== Work to do ==
Could you turn the records below into a numbered list with blank lines left out, starting at the line that has "Shelf audit: locate every instance of the textured" and stopping after the line that has "(1037, 418)"?

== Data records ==
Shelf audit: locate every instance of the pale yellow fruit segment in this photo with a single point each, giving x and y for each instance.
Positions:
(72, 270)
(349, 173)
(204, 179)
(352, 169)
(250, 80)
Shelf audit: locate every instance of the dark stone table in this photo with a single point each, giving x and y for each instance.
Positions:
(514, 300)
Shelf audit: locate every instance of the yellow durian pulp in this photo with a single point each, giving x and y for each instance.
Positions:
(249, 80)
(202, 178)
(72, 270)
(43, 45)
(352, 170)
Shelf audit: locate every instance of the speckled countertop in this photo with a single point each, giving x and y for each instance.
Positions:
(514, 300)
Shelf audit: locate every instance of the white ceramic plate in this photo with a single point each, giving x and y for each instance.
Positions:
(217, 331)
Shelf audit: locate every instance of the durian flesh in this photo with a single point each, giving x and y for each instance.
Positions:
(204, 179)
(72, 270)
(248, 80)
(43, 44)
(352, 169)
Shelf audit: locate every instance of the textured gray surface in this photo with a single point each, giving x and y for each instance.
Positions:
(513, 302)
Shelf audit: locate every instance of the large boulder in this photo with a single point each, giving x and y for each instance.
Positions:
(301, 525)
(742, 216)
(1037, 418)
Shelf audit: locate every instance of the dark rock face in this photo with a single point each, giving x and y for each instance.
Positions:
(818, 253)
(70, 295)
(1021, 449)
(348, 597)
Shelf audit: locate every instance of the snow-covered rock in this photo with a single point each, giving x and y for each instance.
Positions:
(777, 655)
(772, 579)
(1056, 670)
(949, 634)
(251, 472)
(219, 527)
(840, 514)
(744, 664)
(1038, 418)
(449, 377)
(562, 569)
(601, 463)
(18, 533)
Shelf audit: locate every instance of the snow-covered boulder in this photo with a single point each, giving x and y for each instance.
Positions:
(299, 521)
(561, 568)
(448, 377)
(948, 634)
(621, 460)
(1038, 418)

== Answer to the task ==
1. Shelf audit: locate every instance of the textured gray surface in this photo with a single point each, giving x and y for each instance.
2. Positions:
3. (513, 302)
4. Shelf audit: locate every instance of the large boulder in this photo with a single point each, giving x and y for each instance.
5. Positions:
6. (301, 525)
7. (742, 216)
8. (1037, 418)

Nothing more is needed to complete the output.